# ACTIVITY
In the passage on self-gated Cartesian cine imaging, what was the small central portion of the Cartesian ky grid designated as?

Segment Start: EXCERPT TO READ

Given that existing techniques can only track either cardiac or respiratory motion and do so with various overhead to imaging, we previously developed a self-gated 2D Cartesian cine imaging technique capable of tracking both cardiac motion and respiratory motion at no cost to imaging data acquisition [33]. In that technique, a small central portion (e.g. 5% or 10%) of the Cartesian ky grid was designated as the “navigator zone,” and normal imaging readouts within this region were considered sufficiently close to ky = 0 to be deemed “pseudo-projections,” from which both cardiac motion and respiratory motion were derived and used for self-gated cine reconstruction. During a scan, Cartesian readouts were continuously acquired, and a golden-step (GS) scheme was used to order their PEs – this key feature ensured that at any width of the navigator zone and any scan duration, imaging readouts would pseudorandomly fall within the navigator zone at approximately uniform intervals in both time and ky. As a result, minimal motion-related pre-planning was required because the zone width could be selected retrospectively and so could the number of cardiac phases. Because all cardiac phases were equally likely to receive data in any portion of the scan, the scan duration could also be arbitrary, i.e. it would not need to be planned with consideration to the number of cardiac phases or the segmentation scheme of k-space. Since the introduction of the original golden-angle MRI [34], there have been numerous reports of golden ratio-inspired imaging techniques such as Tiny Golden Angle [35, 36], Pseudo-Golden Angle [37, 38], and other similar pseudo-random acquisition schemes [39,40,41]. While they applied to radial imaging and did not deal with motion, our GS work was the first in Cartesian imaging that was also cable of cardiac and respiratory dual motion tracking.

Segment End: EXCERPT TO READ
Segment Start: MATERIAL SHOWN

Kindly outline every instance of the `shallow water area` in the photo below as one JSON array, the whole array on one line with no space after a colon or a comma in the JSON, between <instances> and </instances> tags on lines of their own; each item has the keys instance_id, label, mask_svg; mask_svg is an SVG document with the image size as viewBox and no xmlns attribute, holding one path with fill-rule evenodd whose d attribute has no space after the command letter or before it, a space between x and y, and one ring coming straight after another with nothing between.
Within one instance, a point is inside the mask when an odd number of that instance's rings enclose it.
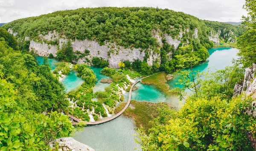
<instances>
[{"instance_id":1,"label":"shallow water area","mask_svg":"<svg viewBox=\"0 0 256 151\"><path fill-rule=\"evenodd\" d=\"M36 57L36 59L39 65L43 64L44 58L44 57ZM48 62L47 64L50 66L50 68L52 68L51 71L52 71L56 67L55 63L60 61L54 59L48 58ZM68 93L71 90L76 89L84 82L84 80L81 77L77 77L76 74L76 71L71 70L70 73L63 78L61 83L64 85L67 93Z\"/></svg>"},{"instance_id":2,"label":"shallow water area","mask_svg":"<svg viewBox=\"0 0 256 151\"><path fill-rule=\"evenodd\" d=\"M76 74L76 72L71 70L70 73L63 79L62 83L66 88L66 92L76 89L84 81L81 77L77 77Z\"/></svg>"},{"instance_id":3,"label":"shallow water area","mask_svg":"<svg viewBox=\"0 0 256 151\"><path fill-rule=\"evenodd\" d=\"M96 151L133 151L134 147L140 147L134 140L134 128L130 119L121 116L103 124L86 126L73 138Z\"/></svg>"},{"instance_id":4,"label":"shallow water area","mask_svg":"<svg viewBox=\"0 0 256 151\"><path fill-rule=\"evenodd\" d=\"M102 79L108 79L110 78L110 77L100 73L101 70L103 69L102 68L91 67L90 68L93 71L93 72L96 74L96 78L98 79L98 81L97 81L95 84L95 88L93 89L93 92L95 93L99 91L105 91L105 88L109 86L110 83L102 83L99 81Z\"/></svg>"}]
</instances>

Segment End: MATERIAL SHOWN
Segment Start: MATERIAL SHOWN

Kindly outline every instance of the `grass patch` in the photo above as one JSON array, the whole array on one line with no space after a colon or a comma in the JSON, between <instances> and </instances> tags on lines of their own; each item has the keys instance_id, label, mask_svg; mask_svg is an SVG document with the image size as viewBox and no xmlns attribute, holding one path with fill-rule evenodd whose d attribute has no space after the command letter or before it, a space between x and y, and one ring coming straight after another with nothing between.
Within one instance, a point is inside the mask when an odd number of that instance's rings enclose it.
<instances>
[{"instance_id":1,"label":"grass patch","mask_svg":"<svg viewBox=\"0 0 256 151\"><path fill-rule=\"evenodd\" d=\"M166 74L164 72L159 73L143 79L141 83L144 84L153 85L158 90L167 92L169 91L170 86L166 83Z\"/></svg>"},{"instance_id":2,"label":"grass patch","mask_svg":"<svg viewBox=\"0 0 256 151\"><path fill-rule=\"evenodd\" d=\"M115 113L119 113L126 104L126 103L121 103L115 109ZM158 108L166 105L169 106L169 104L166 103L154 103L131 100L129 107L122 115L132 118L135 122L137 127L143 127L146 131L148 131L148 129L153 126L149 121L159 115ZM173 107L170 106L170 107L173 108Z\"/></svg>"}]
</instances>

Segment End: MATERIAL SHOWN

# WRITTEN ANSWER
It was designated as the "navigator zone."